▶ _課題 1_
循環ワークスの紹介文によると、山本広気さんが循環ワークスの活動を始めたきっかけと、そのとき何を決意したかを説明してください。

▶ _本文抜粋_
____

沼津市のサバ節工場をDIYで生まれ変わらせた「循環ワークス」は、地域のコミュニティです。ここを起点にモノ、ヒト、コトの循環が生まれています。
静岡県沼津市ではじまった「循環ワークス」。ここは、名前の通り「循環」をテーマにした地域のコミュニティスペースです。
循環ワークスの中を歩く
広々とした循環ワークスは、環境に負荷をかけず、モノ、ヒト、コトが循環する場所になっています。まるでエシカルな生活と仕事を作るための、壮大な実験場のようです。
屋上には太陽光パネルが置かれ、2020年、工場の準備を始めて以来、一度も、既存の電力会社と契約をせず、循環ワークス店内の電力は100%自家発電でまかなっています。暖房は、まきストーブ。外ではまき割りをします。回収された器や布製品は、修復や洗浄をした上で店内で販売されています。
小さなカフェコーナーもあり、オーガニック&フェアトレードのコーヒーやカレーを楽しめる日もあります。
工房・アトリエに当たる「製作室」では、民家の廃材や余った釘や部品を使って、手仕事のアップサイクルがおこなわれていました。
循環ワークスができるまで
循環ワークスの「工場長」である山本広気(やまもと ひろき)さんのご夫婦を中心に、地域の仲間が集まり、廃業したサバ節工場をDIYで再生しました。最初は足の踏み場もないくらい、ボロボロの廃工場で、残置物の撤去や清掃には、防塵マスクが必要なほどでした。高圧洗浄機で、燻された汚れと塗装を剥がし、再度ペンキを塗り、サバ節作りの工程で使われていたサバのプールは、工場内で壊したコンクリートガラを再利用し埋めて駐車場にするなど。プロの力を借りながらも、のべ500人のサポーターの手により、DIYの範疇を超えた大掛かりなリノベーション作業を地道に積み重ねた末、約1年の歳月を経てオープンしました。
工場長 山本広気さんの思い
もともと電気関係の仕事をしていた山本広気さんは、20代の頃、長く旅をして南米や東南アジアなど、広く世界をめぐりました。その後、東日本大震災をきっかけに、モノやサービスにあふれていても深く豊かさを感じられない生き方や、暮らしのあり方を問い直すことを決意。生まれ育った沼津市の港に近い工場を再生して、循環ワークスの活動をはじめます。

____

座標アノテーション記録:
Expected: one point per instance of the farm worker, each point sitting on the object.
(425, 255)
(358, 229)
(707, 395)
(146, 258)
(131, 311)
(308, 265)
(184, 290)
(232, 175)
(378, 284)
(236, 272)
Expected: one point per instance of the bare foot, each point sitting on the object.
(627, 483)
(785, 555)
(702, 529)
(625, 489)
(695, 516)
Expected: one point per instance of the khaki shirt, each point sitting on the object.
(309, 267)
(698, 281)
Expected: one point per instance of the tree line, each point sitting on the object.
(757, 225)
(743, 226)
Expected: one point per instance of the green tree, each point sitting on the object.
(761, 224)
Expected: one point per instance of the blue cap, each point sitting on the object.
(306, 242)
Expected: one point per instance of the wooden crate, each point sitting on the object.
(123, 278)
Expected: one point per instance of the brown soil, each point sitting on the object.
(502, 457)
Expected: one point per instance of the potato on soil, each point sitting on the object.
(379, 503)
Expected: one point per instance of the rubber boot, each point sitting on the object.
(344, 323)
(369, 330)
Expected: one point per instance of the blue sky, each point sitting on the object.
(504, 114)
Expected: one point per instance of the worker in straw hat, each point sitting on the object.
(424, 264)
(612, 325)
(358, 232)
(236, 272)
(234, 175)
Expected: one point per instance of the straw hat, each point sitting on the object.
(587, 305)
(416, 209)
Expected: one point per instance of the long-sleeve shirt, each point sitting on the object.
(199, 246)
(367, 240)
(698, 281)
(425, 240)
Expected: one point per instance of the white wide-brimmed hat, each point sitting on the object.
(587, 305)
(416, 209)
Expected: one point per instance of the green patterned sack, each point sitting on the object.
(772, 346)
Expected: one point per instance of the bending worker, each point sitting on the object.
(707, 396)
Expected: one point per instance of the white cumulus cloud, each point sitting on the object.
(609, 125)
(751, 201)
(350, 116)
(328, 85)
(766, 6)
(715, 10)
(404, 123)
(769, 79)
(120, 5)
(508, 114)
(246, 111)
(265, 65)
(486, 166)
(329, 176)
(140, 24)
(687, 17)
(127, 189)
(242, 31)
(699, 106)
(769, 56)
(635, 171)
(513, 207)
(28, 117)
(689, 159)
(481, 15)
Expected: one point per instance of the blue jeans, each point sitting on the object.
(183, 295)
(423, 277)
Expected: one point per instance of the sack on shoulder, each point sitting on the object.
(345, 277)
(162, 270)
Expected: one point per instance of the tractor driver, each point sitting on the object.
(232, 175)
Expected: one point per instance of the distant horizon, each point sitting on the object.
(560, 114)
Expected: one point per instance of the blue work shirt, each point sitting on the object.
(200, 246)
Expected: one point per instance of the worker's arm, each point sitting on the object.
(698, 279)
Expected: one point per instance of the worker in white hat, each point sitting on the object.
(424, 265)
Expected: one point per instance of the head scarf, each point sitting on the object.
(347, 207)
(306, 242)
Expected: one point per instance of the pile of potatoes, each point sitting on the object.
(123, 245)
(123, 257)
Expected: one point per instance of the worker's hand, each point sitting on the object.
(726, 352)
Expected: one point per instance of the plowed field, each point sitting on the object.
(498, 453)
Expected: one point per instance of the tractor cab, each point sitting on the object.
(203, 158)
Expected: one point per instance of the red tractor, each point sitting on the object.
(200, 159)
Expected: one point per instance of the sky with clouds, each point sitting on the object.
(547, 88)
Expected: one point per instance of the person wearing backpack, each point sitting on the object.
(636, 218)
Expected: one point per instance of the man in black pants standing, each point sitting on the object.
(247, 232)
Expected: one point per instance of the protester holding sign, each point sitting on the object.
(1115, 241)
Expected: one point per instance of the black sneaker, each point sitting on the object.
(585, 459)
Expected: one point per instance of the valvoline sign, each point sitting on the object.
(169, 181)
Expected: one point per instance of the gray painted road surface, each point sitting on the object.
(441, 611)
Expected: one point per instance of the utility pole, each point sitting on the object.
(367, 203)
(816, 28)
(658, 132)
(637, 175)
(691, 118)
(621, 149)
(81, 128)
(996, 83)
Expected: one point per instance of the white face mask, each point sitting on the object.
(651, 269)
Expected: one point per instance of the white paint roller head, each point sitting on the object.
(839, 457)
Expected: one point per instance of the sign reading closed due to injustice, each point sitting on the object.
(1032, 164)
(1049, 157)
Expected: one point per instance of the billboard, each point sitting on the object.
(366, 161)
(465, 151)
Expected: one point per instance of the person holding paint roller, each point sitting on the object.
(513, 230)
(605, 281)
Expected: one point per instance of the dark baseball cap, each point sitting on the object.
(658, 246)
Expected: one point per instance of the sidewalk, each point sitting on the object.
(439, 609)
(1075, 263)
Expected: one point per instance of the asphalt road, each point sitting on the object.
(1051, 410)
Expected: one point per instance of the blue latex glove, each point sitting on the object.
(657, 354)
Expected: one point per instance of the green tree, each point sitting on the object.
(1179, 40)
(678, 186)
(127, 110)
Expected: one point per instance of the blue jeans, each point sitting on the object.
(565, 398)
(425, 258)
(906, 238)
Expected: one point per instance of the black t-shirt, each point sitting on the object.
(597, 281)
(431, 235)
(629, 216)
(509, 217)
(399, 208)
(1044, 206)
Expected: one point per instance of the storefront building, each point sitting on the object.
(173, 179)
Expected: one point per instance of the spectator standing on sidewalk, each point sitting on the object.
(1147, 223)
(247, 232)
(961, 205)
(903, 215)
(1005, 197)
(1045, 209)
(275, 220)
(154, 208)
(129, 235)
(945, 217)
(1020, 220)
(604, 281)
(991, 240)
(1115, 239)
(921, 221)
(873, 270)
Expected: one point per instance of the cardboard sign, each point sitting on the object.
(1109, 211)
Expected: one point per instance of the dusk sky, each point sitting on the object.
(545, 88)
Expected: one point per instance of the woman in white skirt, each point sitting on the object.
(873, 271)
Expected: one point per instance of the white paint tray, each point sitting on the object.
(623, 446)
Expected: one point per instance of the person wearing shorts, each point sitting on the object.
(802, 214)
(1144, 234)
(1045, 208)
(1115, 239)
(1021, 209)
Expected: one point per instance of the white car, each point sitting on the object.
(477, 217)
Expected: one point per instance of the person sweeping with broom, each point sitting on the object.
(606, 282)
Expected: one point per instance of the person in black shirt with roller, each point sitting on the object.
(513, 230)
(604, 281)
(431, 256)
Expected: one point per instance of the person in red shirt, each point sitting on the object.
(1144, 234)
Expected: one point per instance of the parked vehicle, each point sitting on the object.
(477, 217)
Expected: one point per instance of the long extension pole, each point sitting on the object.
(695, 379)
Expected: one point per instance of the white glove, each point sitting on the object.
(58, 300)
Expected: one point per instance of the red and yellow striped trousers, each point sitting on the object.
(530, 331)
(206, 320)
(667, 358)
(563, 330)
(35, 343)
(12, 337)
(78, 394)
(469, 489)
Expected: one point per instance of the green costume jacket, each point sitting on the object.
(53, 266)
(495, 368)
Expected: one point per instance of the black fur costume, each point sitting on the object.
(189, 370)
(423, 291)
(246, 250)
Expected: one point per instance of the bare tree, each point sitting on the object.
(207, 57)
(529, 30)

____

▶ _課題 2_
記録について、「Expected: one point per instance of the woman」を含む行から記録の最終行までを、両端の行も含めて一字一句変えずに書き写してください。

▶ _解答全文 1_
きっかけは東日本大震災です。山本さんは、モノやサービスにあふれていても深く豊かさを感じられない生き方や暮らしのあり方を問い直すことを決意しました。そして、生まれ育った沼津市の港に近い工場を再生し、循環ワークスの活動を始めました。

▶ _解答全文 2_
Expected: one point per instance of the woman in white skirt, each point sitting on the object.
(873, 271)
Expected: one point per instance of the white paint tray, each point sitting on the object.
(623, 446)
Expected: one point per instance of the person wearing shorts, each point sitting on the object.
(802, 214)
(1144, 234)
(1045, 208)
(1115, 239)
(1021, 209)
Expected: one point per instance of the white car, each point sitting on the object.
(477, 217)
Expected: one point per instance of the person sweeping with broom, each point sitting on the object.
(606, 282)
Expected: one point per instance of the person in black shirt with roller, each point sitting on the object.
(513, 230)
(604, 281)
(431, 256)
Expected: one point per instance of the person in red shirt, each point sitting on the object.
(1144, 234)
Expected: one point per instance of the parked vehicle, each point sitting on the object.
(477, 217)
Expected: one point per instance of the long extension pole, each point sitting on the object.
(695, 379)
Expected: one point per instance of the white glove, each point sitting on the object.
(58, 300)
Expected: one point per instance of the red and yellow striped trousers, each point sitting on the object.
(530, 331)
(206, 320)
(667, 358)
(563, 330)
(35, 343)
(12, 337)
(78, 394)
(469, 489)
Expected: one point per instance of the green costume jacket, each point sitting on the object.
(53, 266)
(495, 368)
Expected: one point per instance of the black fur costume, each point sitting on the object.
(189, 370)
(423, 291)
(246, 250)
Expected: one point per instance of the bare tree, each point sitting on the object.
(207, 57)
(529, 30)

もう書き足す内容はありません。